Problem to work on: Give exactly the lines from the one with "-- a row prints like pixel 447 164" through the final line of the listing below, both included, leaving out any pictures.

Given records:
---------------

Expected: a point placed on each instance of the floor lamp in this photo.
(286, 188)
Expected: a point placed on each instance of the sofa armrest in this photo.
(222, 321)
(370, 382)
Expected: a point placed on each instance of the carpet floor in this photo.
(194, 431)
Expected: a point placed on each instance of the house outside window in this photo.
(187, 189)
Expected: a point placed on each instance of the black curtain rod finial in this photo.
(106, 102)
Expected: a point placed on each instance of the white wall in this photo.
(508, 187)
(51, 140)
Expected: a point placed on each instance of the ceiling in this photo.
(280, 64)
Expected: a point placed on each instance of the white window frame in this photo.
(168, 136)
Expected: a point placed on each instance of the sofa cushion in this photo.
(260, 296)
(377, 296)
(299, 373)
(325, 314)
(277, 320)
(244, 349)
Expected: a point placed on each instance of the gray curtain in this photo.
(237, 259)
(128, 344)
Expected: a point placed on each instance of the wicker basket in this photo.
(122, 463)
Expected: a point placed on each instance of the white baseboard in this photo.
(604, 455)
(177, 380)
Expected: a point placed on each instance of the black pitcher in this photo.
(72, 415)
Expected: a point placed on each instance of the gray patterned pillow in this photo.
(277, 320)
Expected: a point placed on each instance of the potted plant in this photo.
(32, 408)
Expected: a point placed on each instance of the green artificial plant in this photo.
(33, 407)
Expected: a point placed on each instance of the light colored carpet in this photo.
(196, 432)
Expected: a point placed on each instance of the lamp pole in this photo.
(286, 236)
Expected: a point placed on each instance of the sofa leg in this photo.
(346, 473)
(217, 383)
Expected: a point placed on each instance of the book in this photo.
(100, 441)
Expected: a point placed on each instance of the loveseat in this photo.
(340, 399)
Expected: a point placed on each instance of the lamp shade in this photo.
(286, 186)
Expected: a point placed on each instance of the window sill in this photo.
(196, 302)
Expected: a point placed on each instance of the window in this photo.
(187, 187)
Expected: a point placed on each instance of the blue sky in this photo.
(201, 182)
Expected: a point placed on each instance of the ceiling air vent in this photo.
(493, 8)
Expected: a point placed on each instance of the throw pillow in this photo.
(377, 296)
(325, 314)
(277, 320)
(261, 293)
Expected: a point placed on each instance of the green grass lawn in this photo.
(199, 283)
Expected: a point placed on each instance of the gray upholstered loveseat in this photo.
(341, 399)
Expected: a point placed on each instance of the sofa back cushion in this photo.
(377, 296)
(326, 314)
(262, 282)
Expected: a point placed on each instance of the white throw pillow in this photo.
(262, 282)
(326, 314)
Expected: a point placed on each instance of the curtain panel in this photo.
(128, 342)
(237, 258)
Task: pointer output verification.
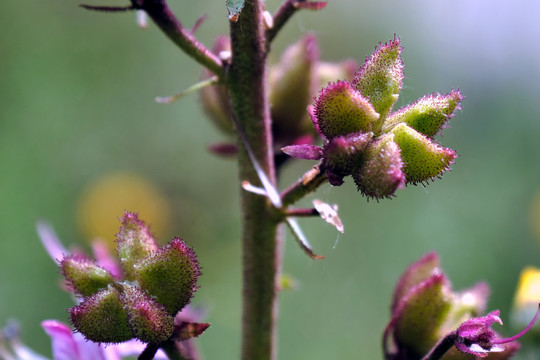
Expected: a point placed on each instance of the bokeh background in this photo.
(79, 129)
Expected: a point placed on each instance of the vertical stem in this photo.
(261, 251)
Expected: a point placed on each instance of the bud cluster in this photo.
(293, 82)
(382, 150)
(157, 283)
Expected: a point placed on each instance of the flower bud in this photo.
(428, 115)
(380, 78)
(170, 275)
(134, 242)
(341, 110)
(292, 85)
(342, 153)
(84, 275)
(150, 321)
(381, 171)
(102, 317)
(421, 314)
(423, 158)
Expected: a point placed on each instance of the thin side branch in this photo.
(282, 15)
(162, 15)
(305, 185)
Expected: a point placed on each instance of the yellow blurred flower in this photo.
(104, 200)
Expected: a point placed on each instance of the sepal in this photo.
(170, 275)
(381, 77)
(84, 276)
(102, 317)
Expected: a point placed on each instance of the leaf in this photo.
(234, 7)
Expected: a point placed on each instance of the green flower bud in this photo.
(380, 78)
(421, 314)
(102, 317)
(84, 275)
(341, 110)
(170, 275)
(342, 153)
(134, 243)
(428, 115)
(150, 321)
(292, 84)
(381, 171)
(423, 158)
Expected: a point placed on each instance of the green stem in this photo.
(261, 241)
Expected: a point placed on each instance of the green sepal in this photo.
(84, 275)
(150, 321)
(427, 115)
(134, 243)
(380, 173)
(381, 77)
(170, 275)
(341, 110)
(420, 315)
(423, 158)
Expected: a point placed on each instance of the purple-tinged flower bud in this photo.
(134, 243)
(342, 153)
(292, 85)
(341, 110)
(170, 275)
(427, 115)
(102, 317)
(381, 171)
(421, 270)
(420, 314)
(150, 321)
(423, 158)
(380, 78)
(84, 276)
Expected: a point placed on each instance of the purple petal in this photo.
(105, 259)
(63, 344)
(50, 241)
(306, 152)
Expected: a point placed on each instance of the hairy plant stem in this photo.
(261, 256)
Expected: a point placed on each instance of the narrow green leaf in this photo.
(234, 7)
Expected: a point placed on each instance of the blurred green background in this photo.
(76, 105)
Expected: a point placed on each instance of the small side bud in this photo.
(341, 110)
(342, 153)
(381, 77)
(84, 275)
(420, 315)
(292, 83)
(381, 172)
(428, 115)
(150, 321)
(423, 158)
(134, 242)
(102, 318)
(170, 275)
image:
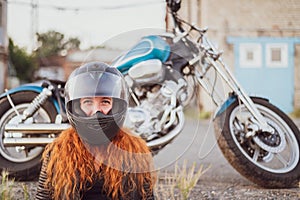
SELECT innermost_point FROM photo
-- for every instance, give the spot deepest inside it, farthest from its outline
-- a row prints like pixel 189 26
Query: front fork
pixel 211 59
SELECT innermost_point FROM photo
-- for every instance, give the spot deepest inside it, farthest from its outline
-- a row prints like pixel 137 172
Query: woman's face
pixel 91 105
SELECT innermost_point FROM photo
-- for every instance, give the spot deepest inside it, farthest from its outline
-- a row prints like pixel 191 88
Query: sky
pixel 91 21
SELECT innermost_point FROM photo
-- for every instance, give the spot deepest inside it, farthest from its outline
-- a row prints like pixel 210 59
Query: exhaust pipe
pixel 14 134
pixel 12 142
pixel 36 128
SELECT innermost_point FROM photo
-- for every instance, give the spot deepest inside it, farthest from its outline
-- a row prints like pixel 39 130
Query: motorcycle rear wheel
pixel 267 169
pixel 22 163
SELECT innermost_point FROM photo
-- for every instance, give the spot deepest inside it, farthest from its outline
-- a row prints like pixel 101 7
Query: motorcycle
pixel 163 73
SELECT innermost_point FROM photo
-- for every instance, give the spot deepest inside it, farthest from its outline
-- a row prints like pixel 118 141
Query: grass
pixel 173 186
pixel 180 184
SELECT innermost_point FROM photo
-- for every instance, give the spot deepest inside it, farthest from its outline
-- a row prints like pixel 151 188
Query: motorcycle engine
pixel 157 96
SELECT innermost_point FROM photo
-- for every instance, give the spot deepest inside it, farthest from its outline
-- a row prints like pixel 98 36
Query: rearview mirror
pixel 174 5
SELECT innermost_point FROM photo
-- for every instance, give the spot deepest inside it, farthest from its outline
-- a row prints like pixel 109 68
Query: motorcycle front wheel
pixel 277 164
pixel 22 162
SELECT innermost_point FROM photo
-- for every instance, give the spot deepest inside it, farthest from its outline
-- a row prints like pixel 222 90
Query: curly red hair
pixel 73 164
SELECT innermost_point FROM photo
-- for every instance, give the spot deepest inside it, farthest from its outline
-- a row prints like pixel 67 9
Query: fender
pixel 34 87
pixel 230 101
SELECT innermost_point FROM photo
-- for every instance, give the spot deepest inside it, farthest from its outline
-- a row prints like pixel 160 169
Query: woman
pixel 95 159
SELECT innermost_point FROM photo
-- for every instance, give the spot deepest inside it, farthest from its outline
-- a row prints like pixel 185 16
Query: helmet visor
pixel 95 83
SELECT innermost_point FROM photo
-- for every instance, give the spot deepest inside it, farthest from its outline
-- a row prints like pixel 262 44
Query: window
pixel 250 55
pixel 277 55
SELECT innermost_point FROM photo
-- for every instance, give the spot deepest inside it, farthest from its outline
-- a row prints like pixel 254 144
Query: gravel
pixel 208 187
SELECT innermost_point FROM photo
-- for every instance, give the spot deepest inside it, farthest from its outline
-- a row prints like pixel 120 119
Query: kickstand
pixel 11 103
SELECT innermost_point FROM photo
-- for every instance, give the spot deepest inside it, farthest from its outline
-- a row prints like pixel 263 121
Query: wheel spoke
pixel 256 154
pixel 281 159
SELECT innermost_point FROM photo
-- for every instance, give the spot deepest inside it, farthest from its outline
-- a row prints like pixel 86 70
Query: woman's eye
pixel 87 101
pixel 106 102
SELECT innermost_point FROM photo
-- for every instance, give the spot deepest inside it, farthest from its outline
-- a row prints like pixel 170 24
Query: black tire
pixel 258 165
pixel 28 166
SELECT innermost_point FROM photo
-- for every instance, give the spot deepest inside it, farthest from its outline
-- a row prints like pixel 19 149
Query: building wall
pixel 240 18
pixel 3 45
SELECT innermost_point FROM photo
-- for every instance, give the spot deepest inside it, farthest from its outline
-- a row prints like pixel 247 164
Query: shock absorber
pixel 37 102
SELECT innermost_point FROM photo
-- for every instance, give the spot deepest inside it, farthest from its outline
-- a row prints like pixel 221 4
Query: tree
pixel 54 43
pixel 23 63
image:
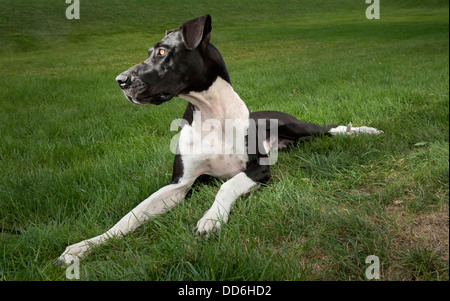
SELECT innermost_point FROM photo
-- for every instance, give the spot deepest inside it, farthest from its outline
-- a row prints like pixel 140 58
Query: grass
pixel 75 156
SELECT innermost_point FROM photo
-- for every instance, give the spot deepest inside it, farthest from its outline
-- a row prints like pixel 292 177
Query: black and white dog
pixel 219 136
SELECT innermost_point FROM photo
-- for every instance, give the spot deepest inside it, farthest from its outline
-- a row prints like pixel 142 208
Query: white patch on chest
pixel 214 143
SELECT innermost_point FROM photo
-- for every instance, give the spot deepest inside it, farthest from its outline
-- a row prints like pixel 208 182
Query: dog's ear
pixel 196 31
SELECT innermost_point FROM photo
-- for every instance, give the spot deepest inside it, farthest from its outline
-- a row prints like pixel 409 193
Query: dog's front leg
pixel 225 198
pixel 158 203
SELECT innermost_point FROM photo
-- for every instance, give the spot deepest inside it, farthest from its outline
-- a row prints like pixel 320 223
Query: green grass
pixel 75 155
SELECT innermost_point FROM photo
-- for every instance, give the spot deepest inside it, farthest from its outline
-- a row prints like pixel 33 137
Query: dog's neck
pixel 219 102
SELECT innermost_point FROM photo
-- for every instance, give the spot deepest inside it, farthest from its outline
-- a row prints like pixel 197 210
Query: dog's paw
pixel 71 254
pixel 350 130
pixel 210 223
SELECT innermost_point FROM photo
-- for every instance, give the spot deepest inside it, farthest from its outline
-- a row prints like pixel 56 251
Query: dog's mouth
pixel 156 99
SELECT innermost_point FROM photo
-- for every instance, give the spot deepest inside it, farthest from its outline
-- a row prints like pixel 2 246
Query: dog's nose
pixel 123 80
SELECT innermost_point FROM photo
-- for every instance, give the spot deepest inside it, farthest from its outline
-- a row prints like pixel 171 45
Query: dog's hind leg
pixel 159 202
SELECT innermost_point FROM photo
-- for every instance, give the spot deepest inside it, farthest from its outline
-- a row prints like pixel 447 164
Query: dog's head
pixel 183 61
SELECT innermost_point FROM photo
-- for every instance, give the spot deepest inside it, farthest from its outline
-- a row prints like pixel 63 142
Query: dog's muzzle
pixel 124 80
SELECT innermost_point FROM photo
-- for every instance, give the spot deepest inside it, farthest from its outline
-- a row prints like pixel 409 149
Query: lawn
pixel 75 155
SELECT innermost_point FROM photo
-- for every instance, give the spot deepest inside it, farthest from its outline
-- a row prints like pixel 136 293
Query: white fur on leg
pixel 350 130
pixel 220 210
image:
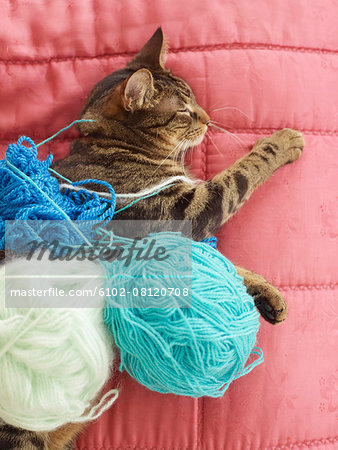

---------------

Response to this task:
-- a row prints like pixel 447 164
Query: dog's head
pixel 183 61
SELECT innermost_point FROM photo
-- for every instance, give the spot deepest inside it, farthest from its outline
-- a row prints like pixel 63 142
Query: dog's muzzle
pixel 124 80
SELECT innermost_point FROM photo
-- for every instance, give the spot deepest inside it, farthest from its outline
-- a row prints like pixel 409 149
Query: lawn
pixel 75 155
SELECT innermost_point FROM photo
-- for every instance, give the spot deepest inside it, farthest from its outline
-- a row prints like pixel 136 293
Query: white fur on leg
pixel 350 130
pixel 220 210
image:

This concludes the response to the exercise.